Run evaluation files against Braintrust. Supports JavaScript and Python.
bt eval is currently macOS and Linux only. Windows support is planned.
File selection
bt eval — discover and run all eval files in the current directory (recursive)
bt eval tests/ — discover eval files under a specific directory
bt eval "tests/**/*.eval.ts" — glob pattern
bt eval a.eval.ts b.eval.ts — one or more explicit files
Files inside node_modules, .venv, venv, site-packages, dist-packages, and __pycache__ are excluded from automatic discovery. Explicit paths and globs bypass these exclusions.
JavaScript runners
By default, bt eval auto-detects a runner from your project (tsx, vite-node, ts-node, then ts-node-esm). Set one explicitly with --runner / BT_EVAL_RUNNER:
bt eval --runner vite-node tutorial.eval.ts
bt eval --runner tsx tutorial.eval.ts
bt eval automatically resolves locally installed binaries from node_modules/.bin, so you can write --runner tsx instead of --runner ./node_modules/.bin/tsx (for example). If you see ESM or top-level await errors, try --runner vite-node.
Python
bt eval also runs Python eval files. Use --language py to force language detection. By default, if VIRTUAL_ENV is set, bt uses that virtualenv’s Python; otherwise it searches PATH for python3 or python. To use a specific interpreter, set BT_EVAL_PYTHON_RUNNER to its name or path (e.g. python3.11). The --num-workers flag controls concurrency for Python execution.
bt eval my_eval.py
bt eval --language py --num-workers 4 my_eval.py
Flags
| Flag | Env var | Description |
|---|
--runner <RUNNER> | BT_EVAL_RUNNER | Runner binary (tsx, bun, ts-node, python, etc.) |
--language <LANG> | BT_EVAL_LANGUAGE | Force language: js or py |
--filter <PATTERN> | BT_EVAL_FILTER | Run only evaluators matching the pattern |
--watch / -w | BT_EVAL_WATCH | Re-run when input files change |
--no-send-logs | BT_EVAL_LOCAL | Run without sending results to Braintrust |
--num-workers <N> | | Worker threads for Python execution |
--verbose | | Show full errors and stderr from eval files |
--list | | List evaluators without running them |
--jsonl | | Output one JSON summary per evaluator (for scripts). See also the global --json flag (overview), which formats all CLI output as JSON rather than per-evaluator summaries. |
--terminate-on-failure | | Stop after the first failing evaluator |
--dev | | Start a local web server for browser-based eval development (default port: 8300) |
Passing arguments to the eval file
Use -- to forward extra arguments to the eval file via process.argv:
bt eval foo.eval.ts -- --description "Prod" --shard 1/4
Running in CI
Set BRAINTRUST_API_KEY instead of using OAuth login:
# GitHub Actions example
- name: Run evals
env:
BRAINTRUST_API_KEY: ${{ secrets.BRAINTRUST_API_KEY }}
run: bt eval tests/
Use --no-input and --json for non-interactive output:
BRAINTRUST_API_KEY=... bt eval tests/ --no-input --json

◇ ◇ ◇

Short exercise A: In the bt eval documentation, what is the default port for the local web server that the --dev flag starts?
Short exercise B: Repeat, word for word, the part of the bt eval documentation that opens with the words containing "JavaScript runners" and closes with "for Python execution.".

Segmentation data:
◇ ◇ ◇

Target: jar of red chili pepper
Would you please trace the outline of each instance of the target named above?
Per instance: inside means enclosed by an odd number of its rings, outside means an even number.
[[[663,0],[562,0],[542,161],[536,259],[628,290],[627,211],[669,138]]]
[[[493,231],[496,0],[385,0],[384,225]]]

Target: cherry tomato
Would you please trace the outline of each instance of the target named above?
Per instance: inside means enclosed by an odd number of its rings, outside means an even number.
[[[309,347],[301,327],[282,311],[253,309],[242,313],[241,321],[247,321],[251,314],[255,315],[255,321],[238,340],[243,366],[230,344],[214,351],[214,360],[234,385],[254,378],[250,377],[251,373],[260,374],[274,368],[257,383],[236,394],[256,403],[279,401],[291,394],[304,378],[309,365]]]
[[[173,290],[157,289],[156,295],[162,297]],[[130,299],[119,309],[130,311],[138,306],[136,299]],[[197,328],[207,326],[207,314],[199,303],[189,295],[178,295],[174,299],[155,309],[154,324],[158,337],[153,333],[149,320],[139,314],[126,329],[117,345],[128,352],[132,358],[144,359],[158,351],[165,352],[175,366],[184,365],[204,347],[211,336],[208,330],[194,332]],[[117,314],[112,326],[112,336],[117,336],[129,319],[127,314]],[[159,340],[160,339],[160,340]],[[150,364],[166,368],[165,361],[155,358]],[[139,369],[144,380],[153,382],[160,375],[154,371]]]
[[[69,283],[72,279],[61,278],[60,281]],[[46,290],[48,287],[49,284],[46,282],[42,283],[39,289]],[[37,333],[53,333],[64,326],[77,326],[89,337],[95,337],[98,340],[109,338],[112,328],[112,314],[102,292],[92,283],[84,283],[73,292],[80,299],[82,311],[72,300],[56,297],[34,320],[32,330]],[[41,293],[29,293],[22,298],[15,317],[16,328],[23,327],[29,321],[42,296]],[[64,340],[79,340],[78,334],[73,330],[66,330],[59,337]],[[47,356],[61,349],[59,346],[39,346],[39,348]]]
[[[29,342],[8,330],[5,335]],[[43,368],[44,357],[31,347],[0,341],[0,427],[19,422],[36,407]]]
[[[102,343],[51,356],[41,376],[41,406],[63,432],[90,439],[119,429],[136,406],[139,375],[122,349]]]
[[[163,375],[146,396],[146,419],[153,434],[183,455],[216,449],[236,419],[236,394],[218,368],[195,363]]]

◇ ◇ ◇

Exercise result A: 8300

Exercise result B:
JavaScript runners
By default, bt eval auto-detects a runner from your project (tsx, vite-node, ts-node, then ts-node-esm). Set one explicitly with --runner / BT_EVAL_RUNNER:
bt eval --runner vite-node tutorial.eval.ts
bt eval --runner tsx tutorial.eval.ts
bt eval automatically resolves locally installed binaries from node_modules/.bin, so you can write --runner tsx instead of --runner ./node_modules/.bin/tsx (for example). If you see ESM or top-level await errors, try --runner vite-node.
Python
bt eval also runs Python eval files. Use --language py to force language detection. By default, if VIRTUAL_ENV is set, bt uses that virtualenv’s Python; otherwise it searches PATH for python3 or python. To use a specific interpreter, set BT_EVAL_PYTHON_RUNNER to its name or path (e.g. python3.11). The --num-workers flag controls concurrency for Python execution.